* begin STORED RECORDS *

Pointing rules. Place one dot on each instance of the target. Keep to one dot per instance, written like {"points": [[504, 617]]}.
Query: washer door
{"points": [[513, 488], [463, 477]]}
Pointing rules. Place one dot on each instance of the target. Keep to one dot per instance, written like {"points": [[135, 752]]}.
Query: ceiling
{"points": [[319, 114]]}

* end STORED RECORDS *
* begin STORED RECORDS *

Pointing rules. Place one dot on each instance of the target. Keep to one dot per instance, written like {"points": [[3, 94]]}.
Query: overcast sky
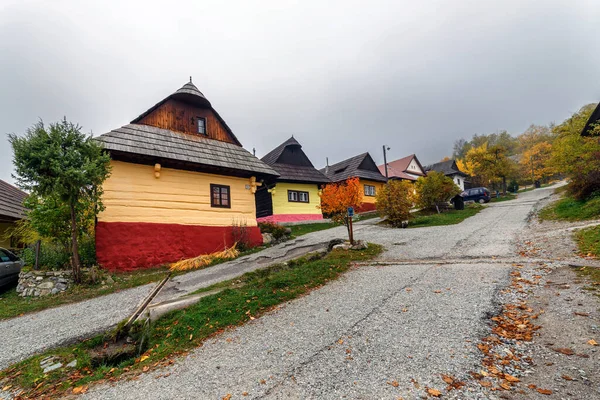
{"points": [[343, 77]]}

* end STORED RECORDS *

* _INSTRUCTIONS TO FOLLOW_: Please pull out every line of the data above that contains the string "written", copying each one unchanged.

* _OUTPUT FOR THIS TASK_:
Pointing rules. Place one dot on each instance of the target. Keep to one dot per instance, written like {"points": [[504, 617]]}.
Pointing rules. Place one dot on each instance of the target. Keep to one dot per instance, written like {"points": [[135, 752]]}.
Pointing rules. Place one dot on each instance of the target. Keep to one dot per instance, written like {"points": [[3, 94]]}.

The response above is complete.